Work required -> Pick out each line in the listing below that contains the word "plant", and copy those lines.

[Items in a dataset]

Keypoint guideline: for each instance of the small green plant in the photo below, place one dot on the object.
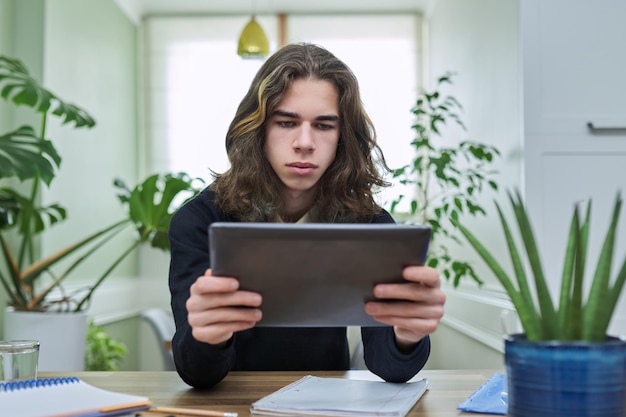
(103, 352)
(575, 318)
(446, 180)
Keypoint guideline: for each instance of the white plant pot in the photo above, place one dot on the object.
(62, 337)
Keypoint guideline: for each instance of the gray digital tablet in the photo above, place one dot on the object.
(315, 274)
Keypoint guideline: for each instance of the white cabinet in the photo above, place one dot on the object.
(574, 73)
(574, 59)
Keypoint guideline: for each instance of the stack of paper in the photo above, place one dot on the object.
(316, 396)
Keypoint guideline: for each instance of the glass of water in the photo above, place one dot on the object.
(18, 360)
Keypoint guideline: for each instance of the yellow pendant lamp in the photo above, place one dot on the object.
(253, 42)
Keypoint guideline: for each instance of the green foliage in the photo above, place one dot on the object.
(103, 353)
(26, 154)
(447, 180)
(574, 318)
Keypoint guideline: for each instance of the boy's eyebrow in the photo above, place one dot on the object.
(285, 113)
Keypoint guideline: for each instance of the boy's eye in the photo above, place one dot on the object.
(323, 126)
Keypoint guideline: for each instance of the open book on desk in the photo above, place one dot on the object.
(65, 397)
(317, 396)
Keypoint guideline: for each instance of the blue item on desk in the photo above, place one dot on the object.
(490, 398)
---
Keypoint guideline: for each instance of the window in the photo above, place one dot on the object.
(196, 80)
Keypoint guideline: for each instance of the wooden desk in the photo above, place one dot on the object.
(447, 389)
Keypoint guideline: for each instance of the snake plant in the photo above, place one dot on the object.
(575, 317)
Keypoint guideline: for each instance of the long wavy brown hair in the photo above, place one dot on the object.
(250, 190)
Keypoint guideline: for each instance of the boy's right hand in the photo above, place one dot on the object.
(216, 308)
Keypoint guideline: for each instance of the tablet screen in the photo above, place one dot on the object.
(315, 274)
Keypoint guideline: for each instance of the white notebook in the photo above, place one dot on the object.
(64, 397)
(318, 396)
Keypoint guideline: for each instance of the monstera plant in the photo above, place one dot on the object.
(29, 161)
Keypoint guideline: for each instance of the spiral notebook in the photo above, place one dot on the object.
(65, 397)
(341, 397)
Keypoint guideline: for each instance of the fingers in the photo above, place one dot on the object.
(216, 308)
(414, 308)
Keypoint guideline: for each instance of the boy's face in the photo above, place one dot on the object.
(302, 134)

Task response ->
Keypoint guideline: for each instance of the small green plant in the photo below, place one dot on the object.
Keypoint guideline: for each instance of the white plant pot in the photo above, place one dot on the object.
Keypoint guideline: for each instance of the snake plant in the photo above, place one dot on the object.
Keypoint guideline: for each instance of the monstera plant in the photo above, place one dot on the object.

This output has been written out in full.